## Work to do
Please rewrite the part of the data that opens with the line containing "Every instance of the car wheel" and closes with the line containing "pixel 78 15", replacing "earns" with "receives" and leaving everything else unchanged.

## Input for this task
────────────────────
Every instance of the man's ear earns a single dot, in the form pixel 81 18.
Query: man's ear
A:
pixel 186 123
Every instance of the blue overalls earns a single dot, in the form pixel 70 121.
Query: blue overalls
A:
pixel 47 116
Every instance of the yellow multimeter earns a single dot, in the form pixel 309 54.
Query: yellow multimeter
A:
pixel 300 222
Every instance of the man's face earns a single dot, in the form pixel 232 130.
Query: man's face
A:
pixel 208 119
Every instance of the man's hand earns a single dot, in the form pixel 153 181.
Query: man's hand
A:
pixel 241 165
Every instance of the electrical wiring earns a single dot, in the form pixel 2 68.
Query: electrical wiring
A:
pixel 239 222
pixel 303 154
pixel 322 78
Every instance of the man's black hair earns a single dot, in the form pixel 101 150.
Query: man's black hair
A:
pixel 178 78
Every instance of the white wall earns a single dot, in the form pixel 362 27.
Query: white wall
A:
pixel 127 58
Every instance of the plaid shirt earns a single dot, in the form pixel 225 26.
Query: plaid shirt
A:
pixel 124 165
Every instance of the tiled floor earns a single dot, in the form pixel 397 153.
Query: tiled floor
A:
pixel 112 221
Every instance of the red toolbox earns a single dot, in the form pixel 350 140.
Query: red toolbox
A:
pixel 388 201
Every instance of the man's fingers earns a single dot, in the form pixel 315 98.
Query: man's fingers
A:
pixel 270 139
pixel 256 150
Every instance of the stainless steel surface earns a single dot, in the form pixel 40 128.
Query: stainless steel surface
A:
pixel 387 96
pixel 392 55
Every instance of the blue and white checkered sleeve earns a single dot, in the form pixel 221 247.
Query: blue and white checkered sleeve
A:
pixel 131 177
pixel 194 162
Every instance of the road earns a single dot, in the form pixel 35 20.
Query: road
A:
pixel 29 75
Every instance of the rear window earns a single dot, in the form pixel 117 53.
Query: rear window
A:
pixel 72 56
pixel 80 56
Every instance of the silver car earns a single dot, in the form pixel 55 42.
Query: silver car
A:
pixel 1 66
────────────────────
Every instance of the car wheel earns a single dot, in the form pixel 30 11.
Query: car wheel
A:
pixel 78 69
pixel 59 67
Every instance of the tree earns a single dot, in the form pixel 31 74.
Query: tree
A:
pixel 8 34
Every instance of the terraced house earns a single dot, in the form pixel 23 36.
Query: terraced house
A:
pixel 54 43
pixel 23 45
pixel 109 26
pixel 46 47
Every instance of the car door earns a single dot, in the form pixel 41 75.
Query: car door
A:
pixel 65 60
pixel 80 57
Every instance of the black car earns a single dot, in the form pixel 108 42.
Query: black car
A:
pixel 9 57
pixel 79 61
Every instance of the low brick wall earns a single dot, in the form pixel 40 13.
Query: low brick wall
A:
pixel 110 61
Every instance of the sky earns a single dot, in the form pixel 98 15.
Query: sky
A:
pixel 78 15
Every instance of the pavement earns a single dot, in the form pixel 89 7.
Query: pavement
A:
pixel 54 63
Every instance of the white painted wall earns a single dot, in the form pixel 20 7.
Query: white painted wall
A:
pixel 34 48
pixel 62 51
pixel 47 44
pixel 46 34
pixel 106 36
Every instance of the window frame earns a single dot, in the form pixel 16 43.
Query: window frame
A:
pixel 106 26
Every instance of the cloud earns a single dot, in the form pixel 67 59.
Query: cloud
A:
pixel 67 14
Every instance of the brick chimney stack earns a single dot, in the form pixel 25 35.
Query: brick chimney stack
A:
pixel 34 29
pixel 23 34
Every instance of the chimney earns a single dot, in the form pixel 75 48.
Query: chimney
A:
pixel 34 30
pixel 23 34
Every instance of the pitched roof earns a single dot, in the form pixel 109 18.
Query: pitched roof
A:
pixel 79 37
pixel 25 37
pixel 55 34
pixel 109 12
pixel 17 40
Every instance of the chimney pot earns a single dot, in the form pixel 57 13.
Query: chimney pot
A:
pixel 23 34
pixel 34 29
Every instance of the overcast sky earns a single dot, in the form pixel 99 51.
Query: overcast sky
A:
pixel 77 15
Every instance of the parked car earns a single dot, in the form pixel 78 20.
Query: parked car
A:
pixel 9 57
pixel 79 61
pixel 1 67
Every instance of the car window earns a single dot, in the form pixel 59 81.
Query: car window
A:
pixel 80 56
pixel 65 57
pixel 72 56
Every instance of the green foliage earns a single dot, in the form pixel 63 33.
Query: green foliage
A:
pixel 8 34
────────────────────
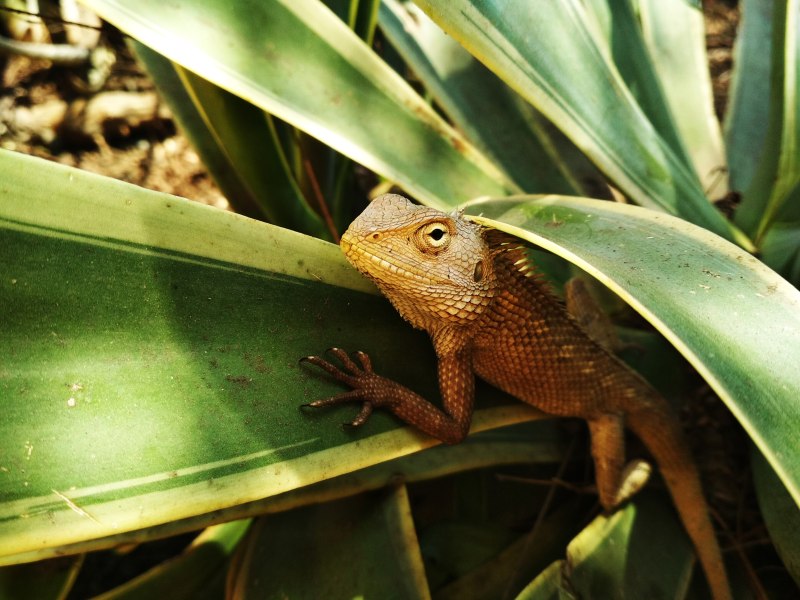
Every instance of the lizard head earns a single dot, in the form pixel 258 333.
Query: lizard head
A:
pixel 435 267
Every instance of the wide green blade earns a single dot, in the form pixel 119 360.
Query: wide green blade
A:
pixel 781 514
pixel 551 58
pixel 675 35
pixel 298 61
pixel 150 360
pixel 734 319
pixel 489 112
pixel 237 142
────────────────────
## Finished exercise
Every instance of the car wheel receives a single dot, in the form pixel 30 11.
Query: car wheel
A:
pixel 78 69
pixel 59 67
Every instance of the tree receives a single dot, in the form pixel 31 74.
Query: tree
A:
pixel 8 34
Every instance of the terraced house receives a single dot, in the form pixel 23 36.
Query: terraced house
A:
pixel 54 43
pixel 23 45
pixel 109 26
pixel 46 47
Every instance of the car door receives a single dot, in the form pixel 41 75.
Query: car door
A:
pixel 65 60
pixel 80 57
Every instance of the black car receives a single dot, in the form pixel 108 42.
Query: black car
A:
pixel 9 57
pixel 79 61
Every instance of the low brick wall receives a single dot, in the form pixel 40 13.
Query: low brick wall
A:
pixel 110 61
Every instance of the sky receives a single dot, in the form pixel 98 15.
Query: sky
A:
pixel 78 15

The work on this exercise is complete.